> SOURCE EXTRACT
#####

Last May, the U.S. House of Representative passed an amendment that would allow Congress to interfere with the peer review process at the National Science Foundation. Specifically, the bill would prohibit the NSF from funding research in political science. Does this have any implications for archaeology?
The amendment was sponsored by Rep. Jeff Flake (R) from my state of Arizona. Flake wants to politicize funding at NSF. He objects to wasteful spending on merit-less research by political scientists, such as $700,000 to develop a new model for international climate
change analysis and $600,000 to try to figure out if policymakers
actually do what citizens want them to do.
There is quite a bit online about this, including Ezra Klein's blog at the Washington Post and an excellent editorial in Nature, which includes the statement, " To conclude that hard problems are better solved by not studying them is ludicrous. Should we slash the physics budget if the problems of dark-matter and dark-energy are not solved?" I was just reminded of this episode by an eloquent letter to the editor in the September 21 issue of Science by Arthur Lupia. Fortunately, Flake's amendment has little chance of passing the Senate.This is just the latest is a long line of conservative attacks on science, and on the social sciences in particular.
So, what about archaeology? If political science is not seen as a rigorous science, where does that leave us? Can we expect the likes of Jeff Flake (who is running for Senate from Arizona right now, an outcome scarier than Halloween) to come after archaeology? Some archaeologists would like to see our field as providing data and findings relevant to contemporary concerns. Should we tone down any such implications to keep the politicians at bay? If political science research on climate change is ideologically suspect, what about archaeological research on past climates, or on sustainability?
Maybe we should all pursue postmodern themes. After all, Frederic Jameson tells us that postmodernism is "the cultural logic of late capitalism." (Verso, 1991)
Conservative politicians ought to like that! If we write in postmodern prose, people like Jeff Flake won't be able to understand what we are saying, and it will be hard for them to find it objectionable. No, on second thought, if we go postmodern I won't be able to understand it either. (By the way, I see that the Postmodern Text Generator is still going strong. Just click the refresh button a few times for new essays).

#####

> RECORD SET
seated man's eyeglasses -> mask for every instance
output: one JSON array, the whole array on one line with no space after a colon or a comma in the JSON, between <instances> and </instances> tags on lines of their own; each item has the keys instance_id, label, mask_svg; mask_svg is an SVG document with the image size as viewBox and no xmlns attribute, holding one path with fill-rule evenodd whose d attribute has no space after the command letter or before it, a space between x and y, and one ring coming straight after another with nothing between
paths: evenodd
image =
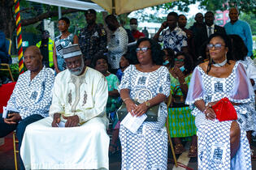
<instances>
[{"instance_id":1,"label":"seated man's eyeglasses","mask_svg":"<svg viewBox=\"0 0 256 170\"><path fill-rule=\"evenodd\" d=\"M148 49L151 49L150 47L142 47L142 48L137 48L136 52L139 53L140 51L142 51L142 53L146 52Z\"/></svg>"},{"instance_id":2,"label":"seated man's eyeglasses","mask_svg":"<svg viewBox=\"0 0 256 170\"><path fill-rule=\"evenodd\" d=\"M215 44L215 45L213 45L213 44L208 44L208 45L207 45L208 49L212 49L213 47L215 47L215 49L220 49L222 46L225 46L225 45L223 45L220 44L220 43L217 43L217 44Z\"/></svg>"}]
</instances>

#####

> WHAT TO WORK ON
1. From the post on the House amendment restricting NSF funding, set down the passage that opens with the words containing "Last May, the" and closes with "them to do.".
2. Extend the post on the House amendment restricting NSF funding, picking up right after its final sentence.

> RESPONSES IN ORDER
1.
Last May, the U.S. House of Representative passed an amendment that would allow Congress to interfere with the peer review process at the National Science Foundation. Specifically, the bill would prohibit the NSF from funding research in political science. Does this have any implications for archaeology?
The amendment was sponsored by Rep. Jeff Flake (R) from my state of Arizona. Flake wants to politicize funding at NSF. He objects to wasteful spending on merit-less research by political scientists, such as $700,000 to develop a new model for international climate
change analysis and $600,000 to try to figure out if policymakers
actually do what citizens want them to do.

2.
My suggestion is that we should do our work as rigorously and as scientifically as we can. I am more worried about politicians claiming that archaeology is not really a science (and thus not worthy of NSF support) than about claims that our work is too political, as in Flake's case. Of course by this I mean Science-1 (scientific epistemology), not Science-2 (the occasional use of scientific techniques, sometimes in service of an anti-science agenda like postmodern archaeology). See my prior posts on this: Rejected by Science!, or Science type 1 vs. Science type 2, or John Gerring: Methodological Unity or Diversity?.
8 comments:
Binford boom lacka lacka.
The divisive language you use, and your tone, will not help archaeology's situation. Seeking common ground, and building solidarity within archaeology would seem to be a good way to combat threats to our funding, existence, whatever. Call it alliance-building if you will. But please stop the "postmodern archaeology" hate speech.
"Hate speech"? I'm not sure how to interpret that. I have not singled out specific individuals to attack, nor have I made derogatory statements about people who are postmodernists. So how is my writing "hate speech"? Are postprocessualists so thin-skinned that methodological or epistemological criticism of their approach is taken as a personal insult?
I understand and sympathize with the suggestion that seeking common ground and building alliances, etc. is generally a good idea. But to me, the issue of the quality of research is a more urgent concern for archaeology. We will advance more as a discipline by improving our methods, our concepts, and perhaps most of all, our epistemology and research design. And from my viewpoint, postmodern approaches have reduced the quality of these things in archaeology.
I am not bothered much by individual postmodernists (and hence my puzzlement at the "hate speech" label). But I AM bothered by the influence that postmodern/postprocessual approaches have had in lowering the quality of research in archaeology (or, at least in the archaeology of complex societies).
And while I am at it here, one reason why I rant and rave about epistemological issues in this blog is that postprocessual archaeology has always had--and still has--a vigorous tradition of programmatic works. Open any journal and you will find one or more articles talking about how great postprocessual thought is (or poststructuralist, or postcolonial, etc.). But once Binford stopped debating with Hodder, scientific archaeologists largely abandoned the public realm of programmatic work and debate, in order to get on with their work. I am among this group. But by abandoning the realm of public discussion of epistemology, students were left with a single brand of programmatic work--postprocessual. To me, this is a major reason for the spread of postprocessual thought within archaeology -- we scientific types abdicatated our responsibility to make our epistemological argument clear and public, beyond the examples buried in more technical publications on our empirical research. This is one reason why I was so surprised and delighted to discover vigorous bodies of scientific methodological and epistemological works in sociology and political science (Tilly, Gerring, Sampson, etc.). These folks have been doing all along what scientifically (or social-scientifically) minded archaeologists stopped doing long ago.
So one reason I often take strong positions in this blog is to fill the void that my scientific colleagues and I have left in the general archaeology literature by abandoning the field to the postmodernists. If you want more measured prose, read my scholarly articles.
I was going to make some more comments about labeling epistemological discourse "hate speech," but instead I will just conclude by re-stating my bafflement with the use of that phrase.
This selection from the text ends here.